**Instructions for the task:** Each record must be copied in full and unchanged; any image it holds is excluded.

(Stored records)
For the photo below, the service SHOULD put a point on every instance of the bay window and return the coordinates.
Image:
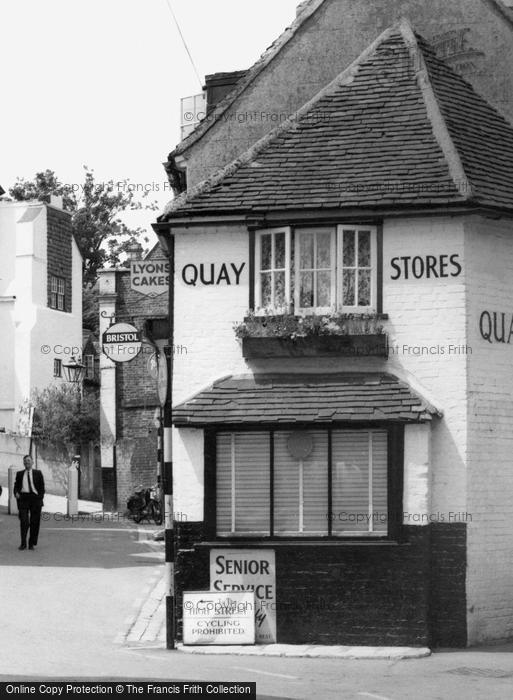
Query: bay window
(311, 483)
(316, 270)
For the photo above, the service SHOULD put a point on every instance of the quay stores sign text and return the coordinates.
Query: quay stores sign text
(233, 570)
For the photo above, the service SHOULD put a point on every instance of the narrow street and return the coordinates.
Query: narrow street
(65, 607)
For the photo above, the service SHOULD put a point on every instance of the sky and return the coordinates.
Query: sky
(99, 82)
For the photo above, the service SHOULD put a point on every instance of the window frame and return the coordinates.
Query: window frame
(57, 293)
(310, 311)
(89, 366)
(292, 269)
(341, 229)
(395, 476)
(259, 308)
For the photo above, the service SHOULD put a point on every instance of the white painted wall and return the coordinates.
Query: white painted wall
(431, 314)
(107, 306)
(489, 250)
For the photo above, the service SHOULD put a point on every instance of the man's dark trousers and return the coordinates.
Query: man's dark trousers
(29, 508)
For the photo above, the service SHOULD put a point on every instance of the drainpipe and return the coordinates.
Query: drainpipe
(168, 245)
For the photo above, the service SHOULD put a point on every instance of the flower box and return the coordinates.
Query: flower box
(375, 345)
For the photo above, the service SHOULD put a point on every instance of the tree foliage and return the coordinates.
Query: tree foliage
(101, 235)
(61, 415)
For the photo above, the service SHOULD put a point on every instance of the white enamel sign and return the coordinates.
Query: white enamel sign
(121, 342)
(254, 570)
(218, 618)
(150, 277)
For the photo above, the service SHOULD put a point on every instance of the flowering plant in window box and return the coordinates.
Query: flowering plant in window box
(330, 335)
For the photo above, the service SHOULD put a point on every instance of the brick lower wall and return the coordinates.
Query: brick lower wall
(59, 253)
(410, 594)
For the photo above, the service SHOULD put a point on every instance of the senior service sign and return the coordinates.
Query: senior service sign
(214, 618)
(249, 570)
(121, 342)
(149, 277)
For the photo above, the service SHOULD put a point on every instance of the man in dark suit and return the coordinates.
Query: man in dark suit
(29, 490)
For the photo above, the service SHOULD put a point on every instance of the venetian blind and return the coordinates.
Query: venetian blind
(359, 481)
(301, 487)
(243, 483)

**Task response:**
For the photo below, the service SHOULD put a point on every instance of the bay window and return the coordinates.
Image:
Query: bay window
(311, 483)
(316, 270)
For the photo above, the service SHOULD put a point on every instance of the quay stores sign text and return the coordinates.
Query: quay stores sign text
(233, 570)
For the photo above, the service SHOULD put a point on every instance of the narrow street and return the coordinates.
Query: narrow street
(65, 607)
For the photo above, the service SHOULD put a point on every instance of the sky and return the coordinates.
Query: sky
(99, 82)
For the photo above, the service SHOULD put a point on every instance of the window frame and return the coordinates.
Query: window frame
(57, 293)
(310, 311)
(89, 366)
(292, 269)
(341, 229)
(395, 476)
(259, 308)
For the photo above, the service SHOULD put a point on every instance of the white painted wall and return the coordinates.
Query: white painted wall
(431, 314)
(107, 306)
(489, 250)
For the photo above, the service SHOULD put a point on every instance of the man's dark trousers and return the coordinates.
Query: man's dark trousers
(29, 508)
For the photo above, the service SHOULD put a point on every instance of the drainpipe and return the coordinates.
Query: drainpipe
(168, 245)
For the photo above, the service SHOULD put a point on every instance of the flower box and return the coordinates.
Query: flower box
(375, 345)
For the photo above, the service SHOULD put a point on every instance of the tree foliage and return the coordinates.
Query: tree foliage
(101, 235)
(61, 415)
For the photo above, the service SHOULD put a point on every instance of the white enamel sign and return the coordinates.
Query: white enamel sign
(121, 342)
(254, 570)
(218, 618)
(150, 277)
For the photo above, the service SHOULD put a point on every instance of the flowering plant in window box and return the coordinates.
Query: flowering plant in window box
(330, 335)
For the photo above, the service SHOULD put a point on every instance of the brick lower wall and return the coordinates.
Query: brick lower wall
(59, 253)
(410, 594)
For the photo above, the service SHOULD put a point on every instance of the senior service sign and return the coordinates.
Query: senior service sign
(214, 618)
(249, 570)
(121, 342)
(149, 277)
For the photo above, the service SHOULD put a point on every instance of the man in dark suit and return the coordinates.
Query: man in dark suit
(29, 490)
For the photo above, the service SHOULD put a point on every instance of the venetian blind and return the coordinates.
Query: venetian blind
(359, 481)
(301, 487)
(243, 483)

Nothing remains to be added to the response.